## RECORDS TO PROCESS
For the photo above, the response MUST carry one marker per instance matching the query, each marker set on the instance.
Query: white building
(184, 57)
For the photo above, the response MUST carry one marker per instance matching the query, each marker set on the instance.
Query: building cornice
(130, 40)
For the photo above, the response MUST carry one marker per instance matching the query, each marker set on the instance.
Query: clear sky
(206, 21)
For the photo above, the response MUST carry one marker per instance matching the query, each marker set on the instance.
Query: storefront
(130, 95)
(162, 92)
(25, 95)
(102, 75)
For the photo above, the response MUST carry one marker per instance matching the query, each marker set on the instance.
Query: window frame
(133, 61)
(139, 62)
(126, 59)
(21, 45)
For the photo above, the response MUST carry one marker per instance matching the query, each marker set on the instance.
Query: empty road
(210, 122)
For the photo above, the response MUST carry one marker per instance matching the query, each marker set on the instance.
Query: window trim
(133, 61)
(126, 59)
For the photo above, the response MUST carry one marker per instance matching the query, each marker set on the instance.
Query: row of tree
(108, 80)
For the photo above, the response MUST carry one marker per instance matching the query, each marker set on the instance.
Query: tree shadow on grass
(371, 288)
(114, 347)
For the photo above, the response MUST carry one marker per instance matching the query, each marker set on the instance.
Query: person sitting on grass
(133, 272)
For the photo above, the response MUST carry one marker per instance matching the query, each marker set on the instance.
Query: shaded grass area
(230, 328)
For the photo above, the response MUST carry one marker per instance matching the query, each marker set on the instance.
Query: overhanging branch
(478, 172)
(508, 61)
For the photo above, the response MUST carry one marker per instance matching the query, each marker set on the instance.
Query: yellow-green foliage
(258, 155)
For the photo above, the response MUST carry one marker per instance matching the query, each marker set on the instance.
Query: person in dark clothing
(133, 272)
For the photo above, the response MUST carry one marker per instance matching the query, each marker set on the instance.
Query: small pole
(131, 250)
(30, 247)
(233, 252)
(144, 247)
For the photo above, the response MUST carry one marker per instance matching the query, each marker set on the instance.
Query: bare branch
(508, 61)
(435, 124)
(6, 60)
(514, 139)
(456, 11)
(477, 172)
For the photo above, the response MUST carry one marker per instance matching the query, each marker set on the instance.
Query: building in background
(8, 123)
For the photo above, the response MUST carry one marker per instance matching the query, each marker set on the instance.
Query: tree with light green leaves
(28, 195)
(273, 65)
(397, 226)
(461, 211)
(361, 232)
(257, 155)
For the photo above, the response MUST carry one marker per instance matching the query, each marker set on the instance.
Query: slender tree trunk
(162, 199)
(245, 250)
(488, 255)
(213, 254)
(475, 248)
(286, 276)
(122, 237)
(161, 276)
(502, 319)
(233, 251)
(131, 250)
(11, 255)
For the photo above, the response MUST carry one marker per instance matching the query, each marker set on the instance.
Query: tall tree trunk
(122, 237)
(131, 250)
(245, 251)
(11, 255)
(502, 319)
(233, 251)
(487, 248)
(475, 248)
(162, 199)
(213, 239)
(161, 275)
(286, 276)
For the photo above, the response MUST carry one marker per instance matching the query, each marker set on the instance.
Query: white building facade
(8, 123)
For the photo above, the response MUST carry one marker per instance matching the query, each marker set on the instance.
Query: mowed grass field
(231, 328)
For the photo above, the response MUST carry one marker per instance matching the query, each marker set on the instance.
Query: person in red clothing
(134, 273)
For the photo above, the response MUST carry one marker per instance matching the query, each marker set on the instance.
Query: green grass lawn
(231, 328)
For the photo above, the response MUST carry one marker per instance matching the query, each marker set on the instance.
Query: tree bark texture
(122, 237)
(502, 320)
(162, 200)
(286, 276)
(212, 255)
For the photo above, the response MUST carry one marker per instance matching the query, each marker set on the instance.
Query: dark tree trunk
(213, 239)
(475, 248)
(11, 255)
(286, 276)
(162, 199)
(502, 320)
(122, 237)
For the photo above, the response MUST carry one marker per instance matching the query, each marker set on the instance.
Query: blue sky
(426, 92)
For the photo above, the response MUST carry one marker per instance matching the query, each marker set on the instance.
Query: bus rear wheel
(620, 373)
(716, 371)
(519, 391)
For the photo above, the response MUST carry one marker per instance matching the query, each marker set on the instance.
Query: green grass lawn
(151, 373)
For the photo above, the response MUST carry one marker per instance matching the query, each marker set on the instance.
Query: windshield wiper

## REQUIRED TASK
Tally the lines in the items that contain the string "dark" and give only that number.

## EXERCISE SOLUTION
2